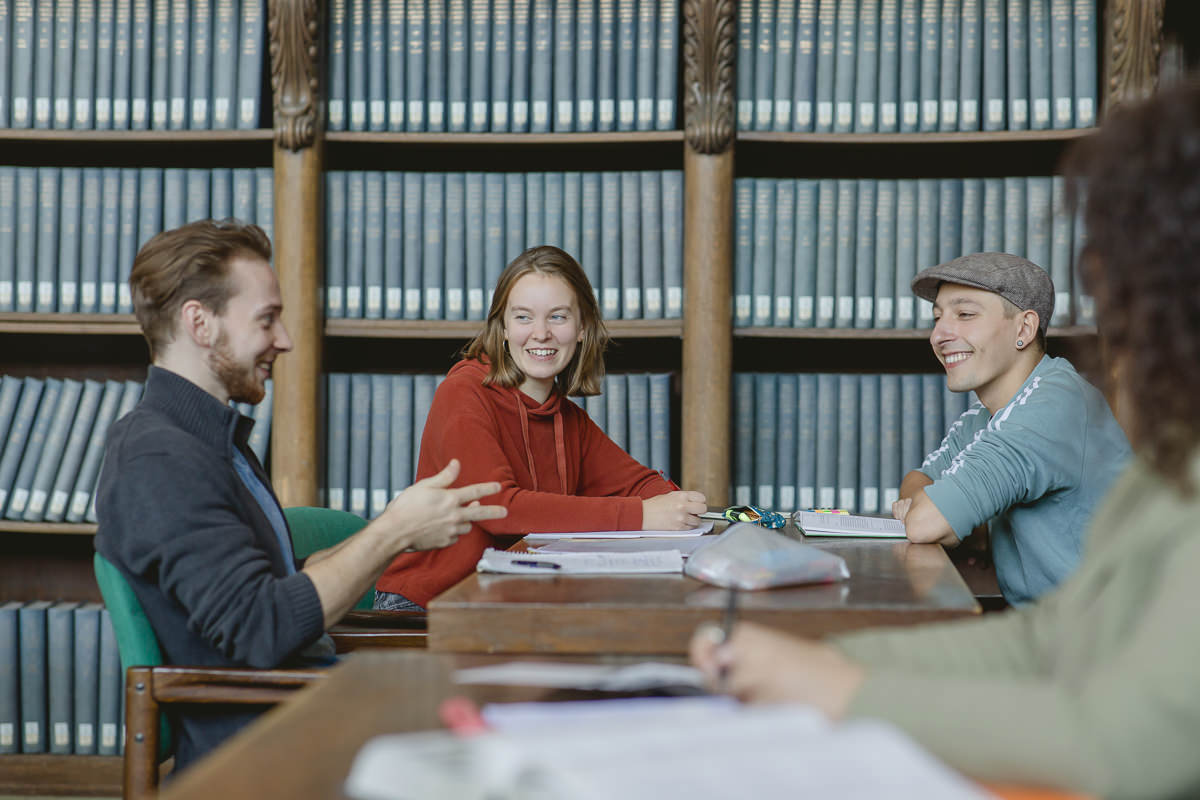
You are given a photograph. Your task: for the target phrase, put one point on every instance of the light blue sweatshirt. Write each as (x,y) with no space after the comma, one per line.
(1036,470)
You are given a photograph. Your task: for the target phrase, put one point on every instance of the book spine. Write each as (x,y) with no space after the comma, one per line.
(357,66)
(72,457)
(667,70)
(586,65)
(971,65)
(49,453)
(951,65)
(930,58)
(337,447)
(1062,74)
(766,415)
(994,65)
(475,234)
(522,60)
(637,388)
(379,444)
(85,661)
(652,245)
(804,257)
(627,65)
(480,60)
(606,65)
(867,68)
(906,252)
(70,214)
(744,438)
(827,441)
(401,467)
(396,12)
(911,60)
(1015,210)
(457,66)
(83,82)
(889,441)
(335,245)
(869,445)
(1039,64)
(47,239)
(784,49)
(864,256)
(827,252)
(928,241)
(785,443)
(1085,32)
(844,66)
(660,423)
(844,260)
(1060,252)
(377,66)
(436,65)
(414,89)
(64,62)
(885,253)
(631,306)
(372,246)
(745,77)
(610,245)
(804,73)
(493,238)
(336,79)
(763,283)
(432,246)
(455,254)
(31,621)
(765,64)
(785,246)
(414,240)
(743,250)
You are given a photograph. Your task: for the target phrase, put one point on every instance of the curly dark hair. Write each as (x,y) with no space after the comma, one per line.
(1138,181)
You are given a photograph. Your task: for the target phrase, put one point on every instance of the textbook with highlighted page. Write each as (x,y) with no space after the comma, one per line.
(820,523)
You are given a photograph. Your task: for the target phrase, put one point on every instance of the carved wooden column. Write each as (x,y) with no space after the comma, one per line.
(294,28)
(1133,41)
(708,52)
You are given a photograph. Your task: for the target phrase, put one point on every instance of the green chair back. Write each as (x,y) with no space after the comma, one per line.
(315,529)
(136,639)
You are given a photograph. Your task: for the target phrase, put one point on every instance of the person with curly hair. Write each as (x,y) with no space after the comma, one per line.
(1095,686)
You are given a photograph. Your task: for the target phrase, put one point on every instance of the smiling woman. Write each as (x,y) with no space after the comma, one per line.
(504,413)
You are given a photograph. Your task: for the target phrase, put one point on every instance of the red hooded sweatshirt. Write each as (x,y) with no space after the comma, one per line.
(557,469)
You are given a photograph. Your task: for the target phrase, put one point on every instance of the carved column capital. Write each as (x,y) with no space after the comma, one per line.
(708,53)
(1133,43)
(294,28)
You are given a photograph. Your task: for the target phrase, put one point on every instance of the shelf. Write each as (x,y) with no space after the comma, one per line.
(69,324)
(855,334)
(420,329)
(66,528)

######

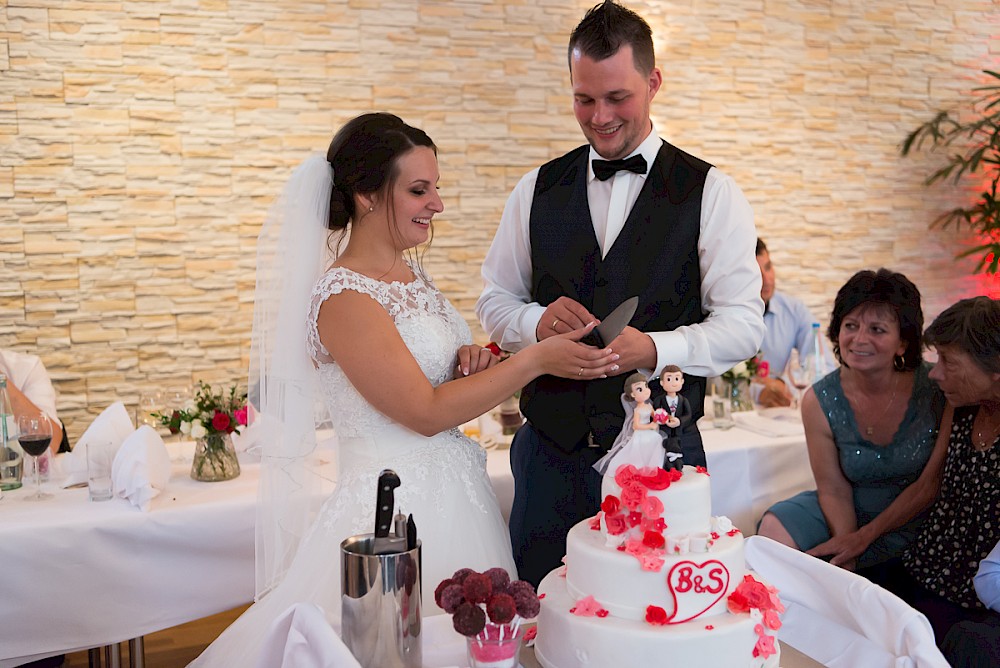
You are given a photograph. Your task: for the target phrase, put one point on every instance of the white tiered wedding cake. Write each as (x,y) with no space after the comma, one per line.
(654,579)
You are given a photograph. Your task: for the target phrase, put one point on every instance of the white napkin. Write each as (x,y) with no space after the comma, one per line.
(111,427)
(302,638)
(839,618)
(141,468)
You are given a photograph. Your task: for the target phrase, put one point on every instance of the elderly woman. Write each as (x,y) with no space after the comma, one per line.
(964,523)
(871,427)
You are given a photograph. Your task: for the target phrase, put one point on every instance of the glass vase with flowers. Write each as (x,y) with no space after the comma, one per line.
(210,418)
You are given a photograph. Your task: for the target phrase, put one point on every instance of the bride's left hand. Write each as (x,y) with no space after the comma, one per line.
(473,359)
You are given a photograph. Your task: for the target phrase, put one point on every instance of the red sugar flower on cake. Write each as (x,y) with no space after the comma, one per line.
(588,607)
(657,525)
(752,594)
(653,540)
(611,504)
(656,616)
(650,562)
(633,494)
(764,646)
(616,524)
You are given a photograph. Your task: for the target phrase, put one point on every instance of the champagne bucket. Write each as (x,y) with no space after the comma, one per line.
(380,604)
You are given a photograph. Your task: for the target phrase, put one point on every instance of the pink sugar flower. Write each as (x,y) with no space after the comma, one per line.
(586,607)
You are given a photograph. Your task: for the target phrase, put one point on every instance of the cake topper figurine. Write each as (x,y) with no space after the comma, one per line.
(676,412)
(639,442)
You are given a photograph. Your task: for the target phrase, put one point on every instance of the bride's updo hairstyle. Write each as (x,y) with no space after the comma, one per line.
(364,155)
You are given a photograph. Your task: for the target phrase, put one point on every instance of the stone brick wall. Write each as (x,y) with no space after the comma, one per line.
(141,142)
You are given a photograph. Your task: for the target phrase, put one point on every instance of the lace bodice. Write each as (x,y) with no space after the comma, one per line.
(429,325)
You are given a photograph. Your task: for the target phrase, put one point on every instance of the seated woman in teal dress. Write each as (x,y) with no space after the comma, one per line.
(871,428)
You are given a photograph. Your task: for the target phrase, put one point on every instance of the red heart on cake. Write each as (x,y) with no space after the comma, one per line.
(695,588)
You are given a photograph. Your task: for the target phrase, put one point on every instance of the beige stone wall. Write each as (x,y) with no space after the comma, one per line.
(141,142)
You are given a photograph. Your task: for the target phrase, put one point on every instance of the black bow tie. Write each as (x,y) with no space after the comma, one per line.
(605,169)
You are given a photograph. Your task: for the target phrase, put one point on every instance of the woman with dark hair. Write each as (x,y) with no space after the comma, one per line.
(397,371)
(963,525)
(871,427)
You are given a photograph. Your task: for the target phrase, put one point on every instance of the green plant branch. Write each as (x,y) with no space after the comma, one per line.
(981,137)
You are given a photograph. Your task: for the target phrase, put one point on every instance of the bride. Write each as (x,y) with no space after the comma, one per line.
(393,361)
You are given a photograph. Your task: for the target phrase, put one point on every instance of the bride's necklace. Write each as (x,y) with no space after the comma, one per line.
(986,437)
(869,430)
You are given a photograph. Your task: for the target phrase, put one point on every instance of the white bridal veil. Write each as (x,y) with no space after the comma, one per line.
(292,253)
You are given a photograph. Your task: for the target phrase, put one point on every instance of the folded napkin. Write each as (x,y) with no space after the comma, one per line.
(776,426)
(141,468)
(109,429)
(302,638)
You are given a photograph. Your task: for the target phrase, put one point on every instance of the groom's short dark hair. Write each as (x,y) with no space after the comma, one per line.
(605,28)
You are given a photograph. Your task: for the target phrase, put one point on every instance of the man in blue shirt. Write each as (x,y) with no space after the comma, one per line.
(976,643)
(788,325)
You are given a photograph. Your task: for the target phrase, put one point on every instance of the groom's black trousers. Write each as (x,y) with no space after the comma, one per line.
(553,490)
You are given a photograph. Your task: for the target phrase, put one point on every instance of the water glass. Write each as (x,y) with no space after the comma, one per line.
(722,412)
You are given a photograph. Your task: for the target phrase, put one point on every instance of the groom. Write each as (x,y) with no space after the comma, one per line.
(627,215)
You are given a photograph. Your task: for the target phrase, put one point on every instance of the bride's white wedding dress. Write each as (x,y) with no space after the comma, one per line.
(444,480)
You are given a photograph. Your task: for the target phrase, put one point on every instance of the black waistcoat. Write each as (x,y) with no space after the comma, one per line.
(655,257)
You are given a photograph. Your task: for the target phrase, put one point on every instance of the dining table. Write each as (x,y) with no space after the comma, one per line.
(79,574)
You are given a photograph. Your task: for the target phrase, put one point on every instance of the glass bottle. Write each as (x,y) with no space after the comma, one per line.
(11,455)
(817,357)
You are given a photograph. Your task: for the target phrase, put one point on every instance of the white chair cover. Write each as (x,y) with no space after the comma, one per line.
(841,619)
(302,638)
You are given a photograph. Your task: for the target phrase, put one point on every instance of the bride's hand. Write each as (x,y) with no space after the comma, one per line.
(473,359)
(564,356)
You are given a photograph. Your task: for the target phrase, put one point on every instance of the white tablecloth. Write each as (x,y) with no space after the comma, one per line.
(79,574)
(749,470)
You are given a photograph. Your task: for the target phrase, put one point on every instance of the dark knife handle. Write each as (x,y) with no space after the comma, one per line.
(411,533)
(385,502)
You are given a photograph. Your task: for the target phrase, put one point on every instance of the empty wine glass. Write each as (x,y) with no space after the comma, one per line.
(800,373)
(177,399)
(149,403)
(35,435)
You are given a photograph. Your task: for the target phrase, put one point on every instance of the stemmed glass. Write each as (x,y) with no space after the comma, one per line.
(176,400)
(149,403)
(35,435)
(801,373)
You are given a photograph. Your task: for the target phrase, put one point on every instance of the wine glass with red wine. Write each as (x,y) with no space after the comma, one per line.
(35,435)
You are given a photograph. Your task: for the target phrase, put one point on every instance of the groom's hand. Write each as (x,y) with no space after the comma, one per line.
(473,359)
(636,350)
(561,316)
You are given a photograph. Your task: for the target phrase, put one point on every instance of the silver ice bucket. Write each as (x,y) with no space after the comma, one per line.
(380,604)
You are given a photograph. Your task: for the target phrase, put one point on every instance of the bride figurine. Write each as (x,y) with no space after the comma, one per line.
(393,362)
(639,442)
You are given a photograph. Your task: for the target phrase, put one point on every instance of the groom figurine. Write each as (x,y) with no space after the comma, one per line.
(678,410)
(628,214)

######

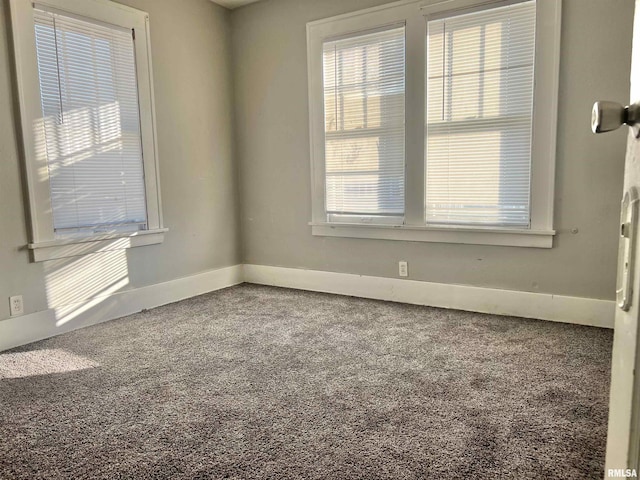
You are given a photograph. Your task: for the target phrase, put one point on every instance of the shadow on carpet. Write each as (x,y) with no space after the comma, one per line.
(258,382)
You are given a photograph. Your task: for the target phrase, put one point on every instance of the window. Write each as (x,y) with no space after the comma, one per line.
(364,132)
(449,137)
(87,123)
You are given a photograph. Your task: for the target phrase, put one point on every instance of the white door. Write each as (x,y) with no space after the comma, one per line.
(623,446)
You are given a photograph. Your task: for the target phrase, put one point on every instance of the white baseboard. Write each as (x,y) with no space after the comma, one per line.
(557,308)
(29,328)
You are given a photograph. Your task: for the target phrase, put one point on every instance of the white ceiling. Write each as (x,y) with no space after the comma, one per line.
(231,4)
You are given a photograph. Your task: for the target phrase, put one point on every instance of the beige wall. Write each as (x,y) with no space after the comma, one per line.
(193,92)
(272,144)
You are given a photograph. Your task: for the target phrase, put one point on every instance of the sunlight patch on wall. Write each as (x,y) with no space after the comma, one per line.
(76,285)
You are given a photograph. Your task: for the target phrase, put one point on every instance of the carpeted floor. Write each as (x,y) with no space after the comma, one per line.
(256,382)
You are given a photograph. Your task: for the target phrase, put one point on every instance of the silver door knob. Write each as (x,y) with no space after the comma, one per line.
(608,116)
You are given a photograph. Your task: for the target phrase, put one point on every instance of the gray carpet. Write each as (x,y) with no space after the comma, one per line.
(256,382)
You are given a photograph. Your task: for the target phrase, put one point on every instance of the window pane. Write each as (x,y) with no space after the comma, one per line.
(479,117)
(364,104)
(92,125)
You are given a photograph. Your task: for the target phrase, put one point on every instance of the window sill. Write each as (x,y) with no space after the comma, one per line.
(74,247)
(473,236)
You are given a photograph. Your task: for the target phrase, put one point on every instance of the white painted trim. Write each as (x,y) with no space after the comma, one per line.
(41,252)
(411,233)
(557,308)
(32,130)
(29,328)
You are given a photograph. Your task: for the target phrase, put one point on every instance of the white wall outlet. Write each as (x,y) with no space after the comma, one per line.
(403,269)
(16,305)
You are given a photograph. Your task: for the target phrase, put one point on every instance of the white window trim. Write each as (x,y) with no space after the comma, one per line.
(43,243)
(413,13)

######

Prompt:
Find each line in the records above that contains the word "woman" and copy those lines.

The output:
You are given a photograph. Your task: for the target phrase, put one point on every instance of the smiling woman. Write each as (x,y) with no space after the comma, one per line.
You are given a photograph. Your task: for the target phrase, put one point on every instance of the elderly woman. Write each as (x,y) with no space after the comma, one per line.
You are given a photograph. Your task: for the target phrase, put one point on every instance of the seated woman in teal dress. Write each as (x,y) with no space after the comma, one per line.
You are given a photograph. Your task: for the target phrase, put one point on every instance of the woman with dark hair. Write each as (x,y) with no space after the comma, one per line.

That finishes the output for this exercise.